§ EXERCISE
Reproduce the material verbatim, starting at its first line and ending at the line containing "column 18, row 38", with both of those lines included.

§ INFORMATION PROVIDED

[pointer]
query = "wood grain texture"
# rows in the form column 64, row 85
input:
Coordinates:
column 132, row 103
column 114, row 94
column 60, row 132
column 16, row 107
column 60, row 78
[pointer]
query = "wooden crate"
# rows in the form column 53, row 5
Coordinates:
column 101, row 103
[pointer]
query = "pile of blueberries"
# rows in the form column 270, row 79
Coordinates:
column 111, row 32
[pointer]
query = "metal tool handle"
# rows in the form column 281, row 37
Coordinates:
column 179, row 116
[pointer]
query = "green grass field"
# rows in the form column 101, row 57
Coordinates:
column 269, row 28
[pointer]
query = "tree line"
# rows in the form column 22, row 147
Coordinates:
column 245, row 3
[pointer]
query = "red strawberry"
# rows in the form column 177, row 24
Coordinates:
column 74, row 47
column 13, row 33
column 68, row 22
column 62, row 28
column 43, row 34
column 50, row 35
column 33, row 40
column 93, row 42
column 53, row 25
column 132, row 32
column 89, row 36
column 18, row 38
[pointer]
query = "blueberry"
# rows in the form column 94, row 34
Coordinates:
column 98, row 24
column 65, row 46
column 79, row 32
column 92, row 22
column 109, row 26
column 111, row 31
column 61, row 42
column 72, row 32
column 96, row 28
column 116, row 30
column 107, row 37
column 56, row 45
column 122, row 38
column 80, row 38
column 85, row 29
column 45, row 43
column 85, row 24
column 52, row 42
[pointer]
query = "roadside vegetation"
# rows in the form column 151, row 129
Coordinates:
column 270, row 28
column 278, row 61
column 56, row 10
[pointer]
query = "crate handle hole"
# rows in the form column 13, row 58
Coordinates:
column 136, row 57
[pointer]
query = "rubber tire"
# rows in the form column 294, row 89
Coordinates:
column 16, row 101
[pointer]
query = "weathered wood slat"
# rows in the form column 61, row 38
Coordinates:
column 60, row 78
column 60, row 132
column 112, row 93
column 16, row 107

§ SOLUTION FOR THIS PROBLEM
[pointer]
query = "wood grain texture"
# rows in the form column 64, row 85
input:
Coordinates:
column 132, row 103
column 114, row 94
column 60, row 132
column 16, row 107
column 60, row 78
[pointer]
query = "wooden crate"
# rows in the form column 53, row 5
Coordinates:
column 101, row 103
[pointer]
query = "pile of blueberries"
# rows in the form column 270, row 79
Coordinates:
column 111, row 32
[pointer]
query = "metal tool handle"
# rows in the form column 281, row 37
Coordinates:
column 179, row 116
[pointer]
query = "green grass field"
# rows in the form column 101, row 57
Coordinates:
column 269, row 28
[pointer]
query = "tree line"
# rows in the form column 22, row 147
Coordinates:
column 245, row 3
[pointer]
query = "red strawberry"
# rows in the form column 177, row 24
Coordinates:
column 74, row 47
column 13, row 33
column 68, row 22
column 62, row 28
column 43, row 34
column 50, row 35
column 33, row 40
column 93, row 42
column 53, row 25
column 132, row 32
column 89, row 36
column 18, row 38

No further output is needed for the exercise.